** Short exercise **
Copy the following lines word for word, with no changes.

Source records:
=-=-=-=-=

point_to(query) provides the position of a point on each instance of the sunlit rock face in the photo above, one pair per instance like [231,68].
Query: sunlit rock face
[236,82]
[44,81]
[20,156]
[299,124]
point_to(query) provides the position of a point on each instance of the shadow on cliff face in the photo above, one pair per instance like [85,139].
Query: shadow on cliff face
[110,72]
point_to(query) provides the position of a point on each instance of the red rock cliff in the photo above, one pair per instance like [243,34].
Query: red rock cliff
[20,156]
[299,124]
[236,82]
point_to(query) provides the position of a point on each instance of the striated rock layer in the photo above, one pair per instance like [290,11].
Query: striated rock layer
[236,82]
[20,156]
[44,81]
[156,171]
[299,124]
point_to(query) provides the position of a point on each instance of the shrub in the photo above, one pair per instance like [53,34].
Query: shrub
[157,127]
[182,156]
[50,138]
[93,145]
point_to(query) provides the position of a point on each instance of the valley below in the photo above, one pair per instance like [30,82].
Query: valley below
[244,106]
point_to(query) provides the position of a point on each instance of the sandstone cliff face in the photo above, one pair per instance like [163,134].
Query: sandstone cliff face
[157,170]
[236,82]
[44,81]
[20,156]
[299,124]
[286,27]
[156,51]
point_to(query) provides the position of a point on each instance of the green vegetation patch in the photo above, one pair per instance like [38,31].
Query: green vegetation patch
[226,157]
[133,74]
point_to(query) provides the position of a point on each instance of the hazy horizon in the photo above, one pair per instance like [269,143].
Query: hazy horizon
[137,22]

=-=-=-=-=

** Exercise solution **
point_to(query) provides the position of a point on each instance of the sunlit rock face in the photo above, one pair per instance like [231,68].
Query: sunlit rock face
[236,82]
[44,81]
[20,156]
[299,124]
point_to(query) provides the position of a point on each instance of the shadow on cliff face in the photo above, one pair per instance like [85,139].
Query: shadow on cliff face
[110,72]
point_to(query) provides the position of a point on each instance of the red rock cliff in the photo above, one pair per instance like [243,34].
Query: red rock cliff
[20,156]
[299,124]
[236,82]
point_to(query) provides the position of a point on each instance of the striated rock layer in the photo above, one pair per instance like [290,11].
Query: striated rock layer
[236,82]
[20,156]
[44,81]
[156,171]
[299,124]
point_to(query) provides the position of a point on each instance of the shrub in the photo above, one pair per instance like [53,34].
Query: shrub
[157,127]
[182,156]
[50,138]
[93,145]
point_to(query) provides the position of a point on each instance of the valley below in the photo above, one pair per instance like [30,82].
Query: valley below
[244,106]
point_to(query) provides the position of a point on each instance of the sandstone cliff face in the photo above, one pair per instance like [163,134].
Query: sandstone cliff face
[157,170]
[236,82]
[44,81]
[20,156]
[299,124]
[286,27]
[156,51]
point_to(query) provides the position of a point on each instance of the green vegetation patch in the photo above, one pair per instance like [38,31].
Query: green vegetation patch
[226,157]
[133,74]
point_to(query) provides the position of a point on each instance of the hazy horizon in the photo above, one pair per instance like [269,143].
Query: hazy horizon
[137,22]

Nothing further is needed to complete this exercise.